[Rows from a pointing dataset]
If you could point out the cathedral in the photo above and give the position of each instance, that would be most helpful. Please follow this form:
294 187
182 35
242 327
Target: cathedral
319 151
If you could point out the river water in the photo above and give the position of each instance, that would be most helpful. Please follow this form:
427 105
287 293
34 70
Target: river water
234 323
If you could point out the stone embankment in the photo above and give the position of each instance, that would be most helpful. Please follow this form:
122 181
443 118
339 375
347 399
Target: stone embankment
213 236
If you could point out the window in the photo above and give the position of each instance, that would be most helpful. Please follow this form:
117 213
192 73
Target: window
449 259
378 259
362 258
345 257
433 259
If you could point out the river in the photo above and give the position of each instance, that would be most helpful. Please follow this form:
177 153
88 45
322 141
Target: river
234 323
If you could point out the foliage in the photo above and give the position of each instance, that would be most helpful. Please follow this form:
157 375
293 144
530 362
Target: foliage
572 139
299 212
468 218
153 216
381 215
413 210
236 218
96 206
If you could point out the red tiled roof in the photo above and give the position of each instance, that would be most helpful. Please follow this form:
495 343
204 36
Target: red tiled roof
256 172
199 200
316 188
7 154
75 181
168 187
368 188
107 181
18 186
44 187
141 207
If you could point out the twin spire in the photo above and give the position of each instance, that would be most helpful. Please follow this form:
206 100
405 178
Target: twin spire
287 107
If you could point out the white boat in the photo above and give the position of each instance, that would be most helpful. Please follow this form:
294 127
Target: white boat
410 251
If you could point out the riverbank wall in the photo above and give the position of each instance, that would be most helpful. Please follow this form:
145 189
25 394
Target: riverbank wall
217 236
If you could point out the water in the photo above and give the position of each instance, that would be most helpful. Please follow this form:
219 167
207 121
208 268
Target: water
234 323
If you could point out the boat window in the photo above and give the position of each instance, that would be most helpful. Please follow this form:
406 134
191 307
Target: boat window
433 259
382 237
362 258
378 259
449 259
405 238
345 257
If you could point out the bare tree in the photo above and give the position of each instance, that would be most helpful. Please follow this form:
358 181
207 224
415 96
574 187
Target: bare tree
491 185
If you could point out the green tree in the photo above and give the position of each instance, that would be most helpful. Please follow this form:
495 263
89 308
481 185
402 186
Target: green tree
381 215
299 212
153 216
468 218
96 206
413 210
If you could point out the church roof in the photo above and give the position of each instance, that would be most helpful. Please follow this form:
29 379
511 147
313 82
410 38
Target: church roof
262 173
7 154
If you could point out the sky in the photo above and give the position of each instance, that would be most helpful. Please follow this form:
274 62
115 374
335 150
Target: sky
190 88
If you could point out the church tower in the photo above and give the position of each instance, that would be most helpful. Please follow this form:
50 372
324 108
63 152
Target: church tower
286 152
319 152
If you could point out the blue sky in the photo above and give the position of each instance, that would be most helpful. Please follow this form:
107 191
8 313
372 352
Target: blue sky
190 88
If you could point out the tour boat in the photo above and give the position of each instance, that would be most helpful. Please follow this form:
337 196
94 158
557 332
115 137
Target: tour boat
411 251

=== Aim of the task ===
Please output the entries above, every line exactly as it reads.

=== Result of this exercise ===
If you could point out the cathedral in the photo above and give the position of each instance, that would be most helpful. Please follow this form:
294 187
182 35
242 327
Target: cathedral
319 151
If you could point out the river water in the photo above and give the position of each instance, that would be most helpful. Please follow this form:
427 105
287 293
34 70
Target: river water
234 323
If you could point out the stone embankment in the photo above and give the position of each instance, that would be most helpful. Please follow this form:
122 181
443 118
339 375
347 399
Target: stone embankment
213 236
If you could point out the window in the photo above and give the position of each instance, that would be most helpful. Please follow this form:
117 213
192 73
Target: window
449 259
378 259
362 258
345 257
433 259
If you could point out the river in the photo above and give the position of each instance, that would be most helpful. Please follow this form:
177 153
88 45
322 141
Target: river
234 323
If you could point out the foliage in the photo above and give the position of each instance, that would be most helpful. Please follow this form:
157 375
293 144
530 362
Target: foliage
572 139
299 212
468 218
153 216
381 215
413 210
236 218
96 206
If you could point out the red tiled roof in the photo above and give the position of each instance, that would be most helpful. Please follow this form:
495 343
204 36
Target: red tiled roof
256 172
199 200
316 188
7 154
75 181
168 187
368 188
107 181
18 186
44 187
141 207
If you could point out the twin spire in the photo above and give the position of each instance, that would be most helpful. Please follow this form:
206 100
405 178
Target: twin spire
287 107
If you could point out the white boat in the photo above and give the position of each instance, that would be most helpful. Please follow this form:
294 127
Target: white boat
410 251
If you could point out the riverbank wall in the photo above and give the position of each instance, that would be most helpful. Please follow this form:
145 189
25 394
Target: riverbank wall
217 236
If you could point out the water in the photo above and give the position of each instance, that would be most helpful. Please follow this form:
219 167
207 121
208 268
Target: water
234 323
If you could point out the boat window in the photo above and give the position of each instance, that would be most helpful. Please follow this form:
406 134
191 307
Target: boat window
433 259
382 237
362 258
378 259
449 259
405 238
345 257
If you could point out the bare tree in the photo above and give the position of each instance, that would be most helpful. Please follow this form:
358 181
207 224
415 96
574 187
Target: bare tree
491 185
If you could point out the green tree in the photo above and give the position of each instance, that would be most helpful. Please follow this form:
495 263
89 308
481 185
402 186
Target: green tree
381 215
299 212
153 216
468 218
96 206
413 210
If you could point out the church roof in the photo above and give the position of each instance, that would be most helpful. Please follow this form:
29 379
511 147
313 82
410 38
Target: church roof
262 173
7 154
If you could point out the sky in the photo above and give the position of each instance, that would be most helpful. Please follow this form:
274 62
115 374
335 150
Target: sky
190 88
If you could point out the church tower in the photo above and give the position of each instance, that would be most helpful. Please follow this form:
50 372
324 108
63 152
Target: church tower
286 152
319 152
If you could point out the blue sky in the photo above and give the position of each instance, that would be most helpful. Please follow this form:
107 191
8 313
372 352
Target: blue sky
190 88
If you could point out the tour boat in the photo above and give the position of each instance, that would be most helpful. Please follow this form:
337 196
94 158
557 332
115 137
Target: tour boat
411 251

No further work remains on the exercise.